_WORK ORDER_. Line by line, restate the material exactly.

___

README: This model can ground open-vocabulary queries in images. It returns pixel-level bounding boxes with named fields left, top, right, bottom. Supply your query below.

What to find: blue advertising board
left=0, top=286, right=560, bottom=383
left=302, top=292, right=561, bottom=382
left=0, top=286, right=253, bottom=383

___

_COMPLETED EXERCISE_.
README: This model can ground open-vocabulary queries in images. It returns pixel-level bounding boxes with named fields left, top, right, bottom. Supply your query below.

What to find: blue advertising board
left=0, top=286, right=560, bottom=383
left=302, top=292, right=561, bottom=382
left=0, top=286, right=253, bottom=383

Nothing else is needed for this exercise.